WHAT YOU WILL DO.
Given the records below, transcribe each of them exactly.

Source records

◇ ◇ ◇ ◇ ◇ ◇ ◇

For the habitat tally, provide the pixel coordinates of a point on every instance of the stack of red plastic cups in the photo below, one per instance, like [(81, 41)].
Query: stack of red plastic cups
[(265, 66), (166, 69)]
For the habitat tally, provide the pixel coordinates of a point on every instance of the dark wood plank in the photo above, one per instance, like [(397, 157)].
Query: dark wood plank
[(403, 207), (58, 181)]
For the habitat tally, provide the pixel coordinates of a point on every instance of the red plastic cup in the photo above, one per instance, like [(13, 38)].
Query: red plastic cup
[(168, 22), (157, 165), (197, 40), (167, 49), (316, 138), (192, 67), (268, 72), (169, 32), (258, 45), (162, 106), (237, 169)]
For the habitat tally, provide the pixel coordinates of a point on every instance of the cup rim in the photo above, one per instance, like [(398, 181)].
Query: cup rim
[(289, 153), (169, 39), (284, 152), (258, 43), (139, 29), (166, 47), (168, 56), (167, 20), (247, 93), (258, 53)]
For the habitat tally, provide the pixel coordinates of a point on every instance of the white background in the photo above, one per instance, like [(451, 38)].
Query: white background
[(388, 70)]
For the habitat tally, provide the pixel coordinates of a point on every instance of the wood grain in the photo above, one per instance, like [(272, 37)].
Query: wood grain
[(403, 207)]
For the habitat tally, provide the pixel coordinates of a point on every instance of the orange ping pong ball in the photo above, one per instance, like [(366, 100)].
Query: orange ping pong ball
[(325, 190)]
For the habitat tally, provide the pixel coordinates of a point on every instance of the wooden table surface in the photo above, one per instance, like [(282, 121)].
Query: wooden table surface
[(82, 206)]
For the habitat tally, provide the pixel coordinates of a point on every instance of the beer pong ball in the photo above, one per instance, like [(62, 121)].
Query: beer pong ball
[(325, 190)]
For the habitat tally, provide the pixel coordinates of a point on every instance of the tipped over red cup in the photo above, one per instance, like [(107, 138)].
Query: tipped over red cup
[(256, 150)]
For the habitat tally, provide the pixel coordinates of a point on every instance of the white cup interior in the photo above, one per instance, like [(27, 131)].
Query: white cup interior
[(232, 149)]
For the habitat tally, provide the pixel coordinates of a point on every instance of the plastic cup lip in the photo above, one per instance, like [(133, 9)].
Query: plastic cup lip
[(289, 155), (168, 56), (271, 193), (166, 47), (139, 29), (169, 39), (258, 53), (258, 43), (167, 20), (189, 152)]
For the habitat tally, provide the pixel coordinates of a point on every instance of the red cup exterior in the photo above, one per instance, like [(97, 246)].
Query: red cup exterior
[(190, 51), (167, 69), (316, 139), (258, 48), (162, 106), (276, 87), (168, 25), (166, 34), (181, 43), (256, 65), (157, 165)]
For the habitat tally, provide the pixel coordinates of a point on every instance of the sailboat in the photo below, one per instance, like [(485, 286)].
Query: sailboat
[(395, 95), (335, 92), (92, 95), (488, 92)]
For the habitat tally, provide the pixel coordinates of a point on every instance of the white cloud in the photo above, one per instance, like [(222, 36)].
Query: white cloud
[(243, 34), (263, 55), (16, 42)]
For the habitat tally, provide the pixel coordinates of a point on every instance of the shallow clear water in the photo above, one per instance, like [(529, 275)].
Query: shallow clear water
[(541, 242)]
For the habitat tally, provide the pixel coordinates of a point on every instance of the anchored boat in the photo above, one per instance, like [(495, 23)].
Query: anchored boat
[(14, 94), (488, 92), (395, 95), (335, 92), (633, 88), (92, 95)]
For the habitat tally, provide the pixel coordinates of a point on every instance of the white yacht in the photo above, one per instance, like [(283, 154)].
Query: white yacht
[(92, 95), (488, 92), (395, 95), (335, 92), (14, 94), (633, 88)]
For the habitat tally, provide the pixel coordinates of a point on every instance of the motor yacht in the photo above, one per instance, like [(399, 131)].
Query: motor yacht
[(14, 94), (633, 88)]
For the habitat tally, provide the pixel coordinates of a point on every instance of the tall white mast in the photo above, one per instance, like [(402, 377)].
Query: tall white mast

◇ ◇ ◇ ◇ ◇ ◇ ◇

PROBLEM SOLUTION.
For the habitat tally, provide the pixel coordinates of a point on every instance of the stack of red plastic cups in the photo below, one per instance, like [(81, 41)].
Query: stack of red plastic cups
[(265, 66), (166, 69)]
For the habitat tally, provide the pixel coordinates of a point on every instance of the dark wood plank in the photo above, one per instance, like [(397, 157)].
Query: dark wood plank
[(403, 207), (58, 181)]
For the habitat tally, provide the pixel coordinates of a point on every instance of the red plastic cup in the photo above, one per instance, like [(13, 38)].
Query: red plastic cup
[(168, 22), (157, 165), (197, 40), (167, 49), (316, 138), (192, 67), (268, 72), (169, 32), (258, 45), (162, 106), (237, 169)]
For the habitat tally, provide the pixel coordinates of a point on every instance of the cup rim in the photo above, one per instance, like [(398, 181)].
Query: cup rim
[(289, 153), (169, 39), (284, 152), (258, 43), (139, 29), (166, 47), (168, 56), (167, 20), (247, 93), (258, 53)]
For the habitat tally, provide the pixel coordinates of a point on every instance of the white background in the photo above, one per instance, like [(451, 38)].
Query: white background
[(388, 70)]
For the habitat tally, provide the pixel coordinates of a point on every instance of the wood grain in the photo above, one per instance, like [(272, 37)].
Query: wood grain
[(403, 207)]
For the habitat tally, provide the pixel coordinates of a point on every instance of the orange ping pong ball in the photo above, one per instance, like [(366, 100)].
Query: orange ping pong ball
[(325, 190)]
For the habitat tally, provide the pixel coordinates of a point on every instance of the wooden table surface in the photo above, one per instance, like [(282, 121)].
Query: wooden table surface
[(82, 206)]
For the habitat tally, provide the pixel coordinates of a point on every instance of the beer pong ball in the photo above, one per instance, like [(62, 121)].
Query: beer pong ball
[(325, 190)]
For the habitat tally, provide the pixel coordinates of a point on every instance of the tipped over red cup in the photo above, one per instance, like [(107, 138)].
Query: tipped over red cup
[(256, 150)]
For the habitat tally, provide the pixel coordinates of a point on every instance of the white cup interior in the photo above, one per instance, like [(27, 131)].
Query: white cup interior
[(232, 149)]
For the habitat tally, provide the pixel coordinates of a point on every instance of the plastic cup lip in the photo above, one per instance, like [(133, 9)].
Query: plastic cup lip
[(289, 155), (168, 56), (271, 193), (166, 47), (139, 29), (169, 39), (258, 53), (258, 43), (167, 20), (189, 152)]
For the habitat tally, provide the pixel coordinates of a point on every instance of the red cup exterior in the photo above, one per instance, like [(97, 246)].
Query: red cup exterior
[(190, 51), (167, 69), (316, 139), (258, 48), (162, 106), (276, 87), (168, 25), (166, 34), (181, 43), (256, 65), (157, 165)]
For the habitat tally, provide the pixel coordinates of a point on every instance of the sailboat in the photo below, one per instance, like [(485, 286)].
Query: sailboat
[(395, 95), (335, 92), (92, 95), (488, 92)]
For the habitat tally, provide the pixel coordinates of a point on every instance of the white cloud in the photo above, one per instance, like [(222, 36)].
Query: white cloud
[(243, 34), (263, 55), (16, 42)]
For the habitat tally, provide the pixel coordinates of a point on every instance of the shallow clear water in the photo above, one per instance, like [(529, 275)].
Query: shallow clear water
[(541, 242)]
For the habitat tally, provide the pixel coordinates of a point on every instance of the anchored boat in the photo above, one per instance, like [(495, 23)].
Query: anchored boat
[(14, 94), (488, 92), (395, 95), (335, 92), (633, 88), (92, 95)]
For the habitat tally, provide the pixel coordinates of a point on every instance of the white yacht in the photo above, one per instance, like [(283, 154)].
Query: white yacht
[(92, 95), (488, 92), (395, 95), (335, 92), (14, 94), (633, 88)]
For the habitat tally, provide the pixel coordinates of a point on every instance of the motor yacht in the photo above, one per instance, like [(399, 131)].
Query: motor yacht
[(14, 94), (633, 88)]
For the habitat tally, provide the pixel coordinates of a point on every instance of the tall white mast in the photo above, one per instance, like [(402, 377)].
Query: tall white mast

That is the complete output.